→ **TEXT FOR ANALYSIS**:
%%
The annoying part is not the fix. The fix is trivial. The annoying part is that the fix requires knowing what the error means, finding where the data lives, and performing a manual operation that is, fundamentally, "delete some files." In a system that is supposed to be deployable without manual intervention, "delete some files" is a failure mode.
Making It Structural
The solution is not complicated. MeiliSearch writes its version to a file called VERSION in
the data directory when it initialises. The binary version is available from meilisearch --version.
If those two things disagree, the data directory is stale and should be cleared before starting.
This is now an ExecStartPre script in the karakeep-meilisearch systemd service:
ExecStartPre = pkgs.writeShellScript "meilisearch-version-check" ''
VERSION_FILE="/var/lib/karakeep/meilisearch/VERSION"
if [ -f "$VERSION_FILE" ]; then
DB_VERSION=$(cat "$VERSION_FILE")
BINARY_VERSION=$(${pkgs.meilisearch}/bin/meilisearch --version \
| grep -oE '[0-9]+\.[0-9]+\.[0-9]+')
if [ "$DB_VERSION" != "$BINARY_VERSION" ]; then
echo "MeiliSearch version mismatch \
(db: $DB_VERSION, binary: $BINARY_VERSION) -- wiping index"
%%
→ **CHECK YOUR UNDERSTANDING**:
1) From the text on the MeiliSearch version check, write out the passage from "The annoying part is not" up to and including "from meilisearch --version.".
2) Answer these questions from the text on the MeiliSearch version check:
(a) What is the name of the file where MeiliSearch writes its version, and where is that file kept?
(b) Which command gives the binary version?
(c) Which systemd service now has the ExecStartPre script?
3) List every shell variable that gets a value in the script in the text on the MeiliSearch version check.

→ **RECORD EXTRACTS**:
%%
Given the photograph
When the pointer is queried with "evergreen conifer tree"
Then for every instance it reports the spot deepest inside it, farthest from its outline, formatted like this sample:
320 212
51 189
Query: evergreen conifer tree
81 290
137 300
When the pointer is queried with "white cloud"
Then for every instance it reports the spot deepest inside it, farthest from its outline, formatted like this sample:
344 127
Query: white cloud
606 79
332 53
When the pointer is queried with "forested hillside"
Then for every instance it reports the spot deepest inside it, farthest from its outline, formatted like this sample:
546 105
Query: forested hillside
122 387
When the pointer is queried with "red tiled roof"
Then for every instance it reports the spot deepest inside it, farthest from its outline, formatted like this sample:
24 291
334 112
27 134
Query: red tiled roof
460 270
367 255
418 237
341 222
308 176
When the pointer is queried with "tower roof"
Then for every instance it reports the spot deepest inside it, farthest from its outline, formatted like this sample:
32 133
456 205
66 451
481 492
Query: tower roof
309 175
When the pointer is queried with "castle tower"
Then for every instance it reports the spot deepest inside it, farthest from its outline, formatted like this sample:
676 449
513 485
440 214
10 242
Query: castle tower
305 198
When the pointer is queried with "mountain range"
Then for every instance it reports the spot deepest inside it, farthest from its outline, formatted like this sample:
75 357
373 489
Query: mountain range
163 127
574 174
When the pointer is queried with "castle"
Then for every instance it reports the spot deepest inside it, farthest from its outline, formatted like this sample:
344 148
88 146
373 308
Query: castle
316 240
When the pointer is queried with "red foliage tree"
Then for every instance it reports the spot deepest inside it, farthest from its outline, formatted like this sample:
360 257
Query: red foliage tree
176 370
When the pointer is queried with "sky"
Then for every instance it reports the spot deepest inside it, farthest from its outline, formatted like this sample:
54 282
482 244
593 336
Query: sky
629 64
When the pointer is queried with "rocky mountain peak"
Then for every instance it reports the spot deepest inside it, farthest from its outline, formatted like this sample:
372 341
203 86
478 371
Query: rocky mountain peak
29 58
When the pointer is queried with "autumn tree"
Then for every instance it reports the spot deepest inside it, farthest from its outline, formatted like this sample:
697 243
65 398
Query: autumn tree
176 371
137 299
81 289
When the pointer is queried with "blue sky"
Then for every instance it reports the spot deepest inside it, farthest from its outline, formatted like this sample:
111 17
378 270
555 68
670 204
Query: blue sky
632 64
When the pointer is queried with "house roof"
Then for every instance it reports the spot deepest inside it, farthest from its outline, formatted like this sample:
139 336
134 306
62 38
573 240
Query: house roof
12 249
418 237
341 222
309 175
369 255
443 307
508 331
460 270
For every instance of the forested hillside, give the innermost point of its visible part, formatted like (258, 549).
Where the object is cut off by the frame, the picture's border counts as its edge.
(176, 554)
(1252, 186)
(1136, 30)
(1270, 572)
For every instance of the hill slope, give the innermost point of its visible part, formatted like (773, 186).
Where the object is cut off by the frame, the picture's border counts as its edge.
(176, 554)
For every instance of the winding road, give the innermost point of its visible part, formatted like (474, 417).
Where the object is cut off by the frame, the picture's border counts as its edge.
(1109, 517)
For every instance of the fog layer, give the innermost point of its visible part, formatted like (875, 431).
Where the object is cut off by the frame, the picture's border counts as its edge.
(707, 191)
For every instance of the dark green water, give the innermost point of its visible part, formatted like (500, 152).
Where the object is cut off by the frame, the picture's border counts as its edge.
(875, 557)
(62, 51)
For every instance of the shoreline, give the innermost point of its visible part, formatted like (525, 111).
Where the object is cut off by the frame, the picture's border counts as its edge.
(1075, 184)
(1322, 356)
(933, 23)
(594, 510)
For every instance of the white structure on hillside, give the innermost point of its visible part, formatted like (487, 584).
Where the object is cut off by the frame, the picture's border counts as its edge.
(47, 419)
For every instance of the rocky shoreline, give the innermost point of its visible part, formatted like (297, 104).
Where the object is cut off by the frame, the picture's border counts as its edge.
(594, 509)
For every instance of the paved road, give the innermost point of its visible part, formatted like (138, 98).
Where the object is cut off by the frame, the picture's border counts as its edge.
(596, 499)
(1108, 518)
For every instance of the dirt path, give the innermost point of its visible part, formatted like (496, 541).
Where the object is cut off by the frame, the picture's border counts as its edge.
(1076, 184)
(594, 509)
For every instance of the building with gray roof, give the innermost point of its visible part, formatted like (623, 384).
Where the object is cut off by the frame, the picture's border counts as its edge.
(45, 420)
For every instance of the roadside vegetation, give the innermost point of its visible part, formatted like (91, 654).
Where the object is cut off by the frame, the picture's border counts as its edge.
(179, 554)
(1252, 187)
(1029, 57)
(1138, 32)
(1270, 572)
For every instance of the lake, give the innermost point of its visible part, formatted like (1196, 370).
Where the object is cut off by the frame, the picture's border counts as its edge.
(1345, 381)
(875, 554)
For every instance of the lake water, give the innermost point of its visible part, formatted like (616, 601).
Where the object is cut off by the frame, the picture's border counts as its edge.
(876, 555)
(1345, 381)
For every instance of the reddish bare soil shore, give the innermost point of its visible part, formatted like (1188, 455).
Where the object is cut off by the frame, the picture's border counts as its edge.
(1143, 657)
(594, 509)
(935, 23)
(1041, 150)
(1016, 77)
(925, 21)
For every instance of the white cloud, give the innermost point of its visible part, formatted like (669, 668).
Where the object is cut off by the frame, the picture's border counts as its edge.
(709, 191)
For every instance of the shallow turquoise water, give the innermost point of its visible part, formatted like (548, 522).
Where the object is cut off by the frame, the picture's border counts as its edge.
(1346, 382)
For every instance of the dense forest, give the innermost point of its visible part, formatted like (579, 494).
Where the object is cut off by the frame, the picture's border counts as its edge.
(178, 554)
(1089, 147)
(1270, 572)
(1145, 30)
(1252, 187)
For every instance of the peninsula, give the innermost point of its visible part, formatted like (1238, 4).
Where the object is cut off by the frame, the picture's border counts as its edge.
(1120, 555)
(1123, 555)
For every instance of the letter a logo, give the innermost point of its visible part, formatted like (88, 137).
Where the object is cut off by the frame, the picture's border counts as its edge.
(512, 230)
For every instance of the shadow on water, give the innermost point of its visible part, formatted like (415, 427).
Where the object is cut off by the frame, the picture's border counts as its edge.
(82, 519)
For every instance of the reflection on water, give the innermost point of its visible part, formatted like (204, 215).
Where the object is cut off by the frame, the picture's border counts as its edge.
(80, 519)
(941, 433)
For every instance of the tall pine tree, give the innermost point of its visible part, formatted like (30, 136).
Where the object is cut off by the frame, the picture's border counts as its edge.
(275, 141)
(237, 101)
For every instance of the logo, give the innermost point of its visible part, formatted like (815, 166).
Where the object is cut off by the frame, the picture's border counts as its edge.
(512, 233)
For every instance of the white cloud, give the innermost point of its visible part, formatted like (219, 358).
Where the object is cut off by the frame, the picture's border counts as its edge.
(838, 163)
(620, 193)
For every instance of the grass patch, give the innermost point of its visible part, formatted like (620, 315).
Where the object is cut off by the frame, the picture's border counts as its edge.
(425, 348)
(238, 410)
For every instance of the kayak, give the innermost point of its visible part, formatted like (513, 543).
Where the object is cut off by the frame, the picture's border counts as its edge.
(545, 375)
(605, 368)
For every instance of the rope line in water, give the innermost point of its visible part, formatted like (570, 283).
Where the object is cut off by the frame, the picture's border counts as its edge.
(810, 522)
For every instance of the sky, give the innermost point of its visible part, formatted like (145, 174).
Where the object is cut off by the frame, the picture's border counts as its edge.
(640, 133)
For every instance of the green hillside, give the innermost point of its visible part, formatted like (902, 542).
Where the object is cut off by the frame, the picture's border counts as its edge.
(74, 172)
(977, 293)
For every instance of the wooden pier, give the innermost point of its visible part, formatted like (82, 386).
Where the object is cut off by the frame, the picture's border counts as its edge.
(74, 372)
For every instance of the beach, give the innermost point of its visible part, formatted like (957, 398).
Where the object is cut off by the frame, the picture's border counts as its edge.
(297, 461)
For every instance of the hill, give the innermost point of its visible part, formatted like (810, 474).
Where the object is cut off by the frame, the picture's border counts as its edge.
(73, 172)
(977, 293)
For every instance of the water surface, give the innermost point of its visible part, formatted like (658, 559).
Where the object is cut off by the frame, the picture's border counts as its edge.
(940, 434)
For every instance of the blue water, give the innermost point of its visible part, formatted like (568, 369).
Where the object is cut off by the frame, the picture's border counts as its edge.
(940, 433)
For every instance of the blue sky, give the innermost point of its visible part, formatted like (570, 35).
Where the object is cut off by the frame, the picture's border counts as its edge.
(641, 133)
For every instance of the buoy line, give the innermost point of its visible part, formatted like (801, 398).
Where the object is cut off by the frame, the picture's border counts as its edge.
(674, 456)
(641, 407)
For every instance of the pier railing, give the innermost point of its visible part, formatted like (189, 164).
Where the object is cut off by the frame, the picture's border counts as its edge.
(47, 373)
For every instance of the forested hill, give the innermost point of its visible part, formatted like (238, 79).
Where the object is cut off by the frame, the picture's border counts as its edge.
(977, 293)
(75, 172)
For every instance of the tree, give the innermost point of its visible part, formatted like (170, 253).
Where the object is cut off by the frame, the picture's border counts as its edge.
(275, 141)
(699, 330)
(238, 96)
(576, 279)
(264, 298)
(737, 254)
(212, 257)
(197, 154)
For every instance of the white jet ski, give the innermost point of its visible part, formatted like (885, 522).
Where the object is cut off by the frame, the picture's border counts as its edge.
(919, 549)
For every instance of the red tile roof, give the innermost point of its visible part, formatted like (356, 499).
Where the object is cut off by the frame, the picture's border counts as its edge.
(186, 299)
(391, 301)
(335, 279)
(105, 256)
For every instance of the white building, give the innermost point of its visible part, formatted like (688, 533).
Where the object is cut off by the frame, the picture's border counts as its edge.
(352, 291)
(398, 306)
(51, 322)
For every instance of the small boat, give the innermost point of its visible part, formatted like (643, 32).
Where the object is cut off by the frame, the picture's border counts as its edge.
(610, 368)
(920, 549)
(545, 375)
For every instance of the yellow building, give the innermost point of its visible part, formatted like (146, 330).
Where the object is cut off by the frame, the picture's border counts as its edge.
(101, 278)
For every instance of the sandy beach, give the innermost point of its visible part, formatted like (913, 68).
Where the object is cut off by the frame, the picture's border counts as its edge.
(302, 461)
%%
→ **SET OF ANSWERS**:
1)
The annoying part is not the fix. The fix is trivial. The annoying part is that the fix requires knowing what the error means, finding where the data lives, and performing a manual operation that is, fundamentally, "delete some files." In a system that is supposed to be deployable without manual intervention, "delete some files" is a failure mode.
Making It Structural
The solution is not complicated. MeiliSearch writes its version to a file called VERSION in
the data directory when it initialises. The binary version is available from meilisearch --version.

2)
(a) A file called VERSION, in the data directory.
(b) meilisearch --version
(c) The karakeep-meilisearch service.

3)
VERSION_FILE
DB_VERSION
BINARY_VERSION